§ **Material to process**
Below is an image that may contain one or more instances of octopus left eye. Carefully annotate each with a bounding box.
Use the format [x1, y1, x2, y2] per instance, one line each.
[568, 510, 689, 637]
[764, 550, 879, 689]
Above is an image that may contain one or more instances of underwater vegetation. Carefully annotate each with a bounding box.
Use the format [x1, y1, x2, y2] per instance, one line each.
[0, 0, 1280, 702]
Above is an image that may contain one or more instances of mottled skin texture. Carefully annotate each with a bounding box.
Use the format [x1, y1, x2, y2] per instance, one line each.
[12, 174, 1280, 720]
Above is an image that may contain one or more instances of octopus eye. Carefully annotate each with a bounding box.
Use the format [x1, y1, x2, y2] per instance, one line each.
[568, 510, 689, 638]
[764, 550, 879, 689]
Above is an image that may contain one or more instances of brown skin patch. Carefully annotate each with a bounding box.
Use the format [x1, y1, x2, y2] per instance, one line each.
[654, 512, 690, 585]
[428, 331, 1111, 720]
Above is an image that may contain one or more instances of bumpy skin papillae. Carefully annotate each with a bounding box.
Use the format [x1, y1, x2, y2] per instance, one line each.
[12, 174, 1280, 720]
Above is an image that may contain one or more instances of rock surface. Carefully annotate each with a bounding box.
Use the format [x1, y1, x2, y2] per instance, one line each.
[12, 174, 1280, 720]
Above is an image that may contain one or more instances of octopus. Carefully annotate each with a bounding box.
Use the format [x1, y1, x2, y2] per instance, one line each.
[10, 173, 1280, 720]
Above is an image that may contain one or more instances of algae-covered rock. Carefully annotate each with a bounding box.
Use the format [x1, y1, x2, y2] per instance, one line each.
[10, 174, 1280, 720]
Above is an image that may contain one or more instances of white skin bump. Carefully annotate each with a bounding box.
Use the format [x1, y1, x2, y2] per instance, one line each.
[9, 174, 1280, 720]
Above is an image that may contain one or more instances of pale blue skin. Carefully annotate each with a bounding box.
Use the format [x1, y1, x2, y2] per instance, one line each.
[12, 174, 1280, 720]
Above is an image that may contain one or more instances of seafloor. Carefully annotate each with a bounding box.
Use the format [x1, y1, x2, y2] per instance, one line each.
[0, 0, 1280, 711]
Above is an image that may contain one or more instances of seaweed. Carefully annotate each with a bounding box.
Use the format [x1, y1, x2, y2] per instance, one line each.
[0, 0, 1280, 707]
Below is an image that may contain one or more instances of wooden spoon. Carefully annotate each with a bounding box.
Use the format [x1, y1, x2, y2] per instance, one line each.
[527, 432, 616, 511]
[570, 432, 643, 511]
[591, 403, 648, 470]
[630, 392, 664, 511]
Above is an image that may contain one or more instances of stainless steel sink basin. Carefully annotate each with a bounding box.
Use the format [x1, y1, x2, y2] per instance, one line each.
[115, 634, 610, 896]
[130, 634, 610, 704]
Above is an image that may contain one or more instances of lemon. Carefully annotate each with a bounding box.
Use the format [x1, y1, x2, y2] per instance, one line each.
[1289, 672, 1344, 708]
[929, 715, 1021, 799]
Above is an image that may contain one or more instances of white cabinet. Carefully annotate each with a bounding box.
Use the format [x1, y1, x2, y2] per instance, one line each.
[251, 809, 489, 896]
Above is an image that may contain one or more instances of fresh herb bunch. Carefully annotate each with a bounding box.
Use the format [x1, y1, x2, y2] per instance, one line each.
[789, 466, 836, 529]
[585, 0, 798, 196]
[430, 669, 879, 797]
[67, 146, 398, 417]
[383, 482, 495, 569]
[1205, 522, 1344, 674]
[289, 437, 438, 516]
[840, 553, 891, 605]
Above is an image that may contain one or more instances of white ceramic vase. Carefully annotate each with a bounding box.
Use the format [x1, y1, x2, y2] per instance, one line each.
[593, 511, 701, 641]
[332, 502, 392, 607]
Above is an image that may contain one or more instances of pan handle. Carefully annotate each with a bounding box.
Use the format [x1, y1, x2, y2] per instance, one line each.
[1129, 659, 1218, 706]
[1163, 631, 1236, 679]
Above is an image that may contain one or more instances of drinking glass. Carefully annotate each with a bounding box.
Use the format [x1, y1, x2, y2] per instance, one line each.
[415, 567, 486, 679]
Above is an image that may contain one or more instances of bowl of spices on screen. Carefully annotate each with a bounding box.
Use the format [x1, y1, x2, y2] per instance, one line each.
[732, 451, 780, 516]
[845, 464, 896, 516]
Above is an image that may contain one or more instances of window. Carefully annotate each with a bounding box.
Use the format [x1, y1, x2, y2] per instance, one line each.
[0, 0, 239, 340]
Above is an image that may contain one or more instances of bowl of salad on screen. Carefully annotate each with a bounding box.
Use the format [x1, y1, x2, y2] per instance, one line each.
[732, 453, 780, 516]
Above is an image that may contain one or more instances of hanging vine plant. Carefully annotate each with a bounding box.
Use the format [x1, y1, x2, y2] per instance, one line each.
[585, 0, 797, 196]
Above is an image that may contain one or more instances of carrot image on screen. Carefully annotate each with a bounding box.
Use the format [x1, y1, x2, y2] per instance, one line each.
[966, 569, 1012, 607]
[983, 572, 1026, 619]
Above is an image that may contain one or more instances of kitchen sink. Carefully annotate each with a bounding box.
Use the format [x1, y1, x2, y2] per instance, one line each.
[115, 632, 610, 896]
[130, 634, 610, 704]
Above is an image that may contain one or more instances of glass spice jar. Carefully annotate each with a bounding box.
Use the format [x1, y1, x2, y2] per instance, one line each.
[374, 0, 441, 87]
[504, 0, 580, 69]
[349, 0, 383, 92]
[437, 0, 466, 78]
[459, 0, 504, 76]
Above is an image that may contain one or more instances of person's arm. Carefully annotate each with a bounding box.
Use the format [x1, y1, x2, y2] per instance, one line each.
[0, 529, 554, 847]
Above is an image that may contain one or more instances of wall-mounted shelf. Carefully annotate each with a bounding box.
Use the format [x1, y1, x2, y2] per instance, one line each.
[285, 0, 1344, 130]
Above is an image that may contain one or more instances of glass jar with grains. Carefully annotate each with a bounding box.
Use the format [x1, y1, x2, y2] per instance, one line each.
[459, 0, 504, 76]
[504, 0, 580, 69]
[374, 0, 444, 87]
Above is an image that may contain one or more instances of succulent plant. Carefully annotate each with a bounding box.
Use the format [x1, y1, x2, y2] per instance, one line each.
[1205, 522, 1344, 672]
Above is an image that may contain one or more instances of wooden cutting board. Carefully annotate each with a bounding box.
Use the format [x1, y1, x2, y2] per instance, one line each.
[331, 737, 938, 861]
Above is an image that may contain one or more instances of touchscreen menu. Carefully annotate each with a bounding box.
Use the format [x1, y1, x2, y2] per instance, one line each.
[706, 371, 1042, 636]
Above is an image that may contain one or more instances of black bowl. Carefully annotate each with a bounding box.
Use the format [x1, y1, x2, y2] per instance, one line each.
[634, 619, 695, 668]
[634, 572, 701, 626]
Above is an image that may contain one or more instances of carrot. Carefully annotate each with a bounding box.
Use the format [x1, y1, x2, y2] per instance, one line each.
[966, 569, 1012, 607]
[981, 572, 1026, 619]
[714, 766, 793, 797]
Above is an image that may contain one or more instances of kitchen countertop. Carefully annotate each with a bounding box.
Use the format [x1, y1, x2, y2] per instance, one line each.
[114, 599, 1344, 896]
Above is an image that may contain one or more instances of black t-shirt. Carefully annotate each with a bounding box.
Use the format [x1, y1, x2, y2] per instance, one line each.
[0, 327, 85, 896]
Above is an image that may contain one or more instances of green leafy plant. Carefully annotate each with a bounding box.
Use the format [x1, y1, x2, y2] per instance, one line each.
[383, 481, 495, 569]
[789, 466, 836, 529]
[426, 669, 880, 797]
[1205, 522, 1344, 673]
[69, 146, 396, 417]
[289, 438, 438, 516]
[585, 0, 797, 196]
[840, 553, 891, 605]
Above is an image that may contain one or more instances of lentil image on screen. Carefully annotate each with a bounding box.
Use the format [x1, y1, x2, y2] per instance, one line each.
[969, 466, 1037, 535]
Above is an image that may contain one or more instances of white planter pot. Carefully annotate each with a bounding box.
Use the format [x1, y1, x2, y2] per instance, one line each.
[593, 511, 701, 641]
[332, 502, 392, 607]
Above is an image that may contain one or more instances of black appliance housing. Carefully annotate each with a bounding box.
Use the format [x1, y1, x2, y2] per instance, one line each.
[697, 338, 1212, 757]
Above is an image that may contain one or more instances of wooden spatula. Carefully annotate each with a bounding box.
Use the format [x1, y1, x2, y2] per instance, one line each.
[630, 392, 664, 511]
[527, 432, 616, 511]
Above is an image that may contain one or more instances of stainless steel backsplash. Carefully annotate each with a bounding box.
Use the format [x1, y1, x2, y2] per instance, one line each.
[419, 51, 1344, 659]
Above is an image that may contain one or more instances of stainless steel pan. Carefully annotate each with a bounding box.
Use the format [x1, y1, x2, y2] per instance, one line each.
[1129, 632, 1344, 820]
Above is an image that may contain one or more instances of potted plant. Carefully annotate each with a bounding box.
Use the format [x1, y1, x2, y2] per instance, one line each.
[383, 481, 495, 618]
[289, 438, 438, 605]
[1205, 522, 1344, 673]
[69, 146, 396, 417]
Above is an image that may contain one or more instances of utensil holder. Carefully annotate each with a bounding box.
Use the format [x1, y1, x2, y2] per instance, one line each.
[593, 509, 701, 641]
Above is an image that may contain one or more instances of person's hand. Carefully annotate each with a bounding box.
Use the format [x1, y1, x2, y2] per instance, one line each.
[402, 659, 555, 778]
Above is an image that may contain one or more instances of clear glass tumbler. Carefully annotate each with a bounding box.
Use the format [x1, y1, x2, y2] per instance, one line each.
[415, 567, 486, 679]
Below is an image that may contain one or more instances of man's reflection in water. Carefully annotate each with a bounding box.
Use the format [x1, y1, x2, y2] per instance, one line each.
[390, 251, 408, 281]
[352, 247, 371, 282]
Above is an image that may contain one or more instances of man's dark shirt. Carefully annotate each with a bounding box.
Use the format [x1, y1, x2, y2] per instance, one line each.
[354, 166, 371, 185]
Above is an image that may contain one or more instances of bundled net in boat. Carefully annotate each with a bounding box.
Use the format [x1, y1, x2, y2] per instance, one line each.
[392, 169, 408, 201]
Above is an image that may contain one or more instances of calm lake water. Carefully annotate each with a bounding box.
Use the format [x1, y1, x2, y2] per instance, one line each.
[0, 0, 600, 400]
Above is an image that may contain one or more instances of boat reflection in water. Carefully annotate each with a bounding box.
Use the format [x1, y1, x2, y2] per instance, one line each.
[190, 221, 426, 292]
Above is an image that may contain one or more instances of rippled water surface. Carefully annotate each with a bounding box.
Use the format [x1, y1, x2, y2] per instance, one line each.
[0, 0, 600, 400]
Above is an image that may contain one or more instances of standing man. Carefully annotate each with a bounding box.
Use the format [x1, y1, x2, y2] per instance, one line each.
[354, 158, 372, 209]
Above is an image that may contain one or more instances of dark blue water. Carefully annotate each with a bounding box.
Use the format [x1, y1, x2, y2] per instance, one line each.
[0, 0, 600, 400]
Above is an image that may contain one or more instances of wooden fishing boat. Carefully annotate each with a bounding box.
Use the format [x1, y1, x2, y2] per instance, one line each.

§ **What you are asked to do**
Copy the lines of the data above, without any changes. Begin at the line that contains "spatula. Carefully annotate each with a bounding box." and stop after the line that contains "[1129, 632, 1344, 820]", including both of those lines.

§ **Finished answer**
Above is an image that may contain one or more instances of wooden spatula. Carefully annotate each with a bounding box.
Use the format [x1, y1, x2, y2] per instance, one line each.
[630, 392, 664, 511]
[527, 432, 616, 511]
Above is an image that may contain one or more instances of stainless steel backsplash. Carefully annotate each with a bounding box.
Use the format [x1, y1, x2, y2] per instance, one line each.
[419, 51, 1344, 659]
Above is an image that may contain one or more instances of stainless steel pan. Carefully annotate each with a bounding box.
Use the format [x1, y1, x2, y2] per instance, one line each.
[1129, 632, 1344, 820]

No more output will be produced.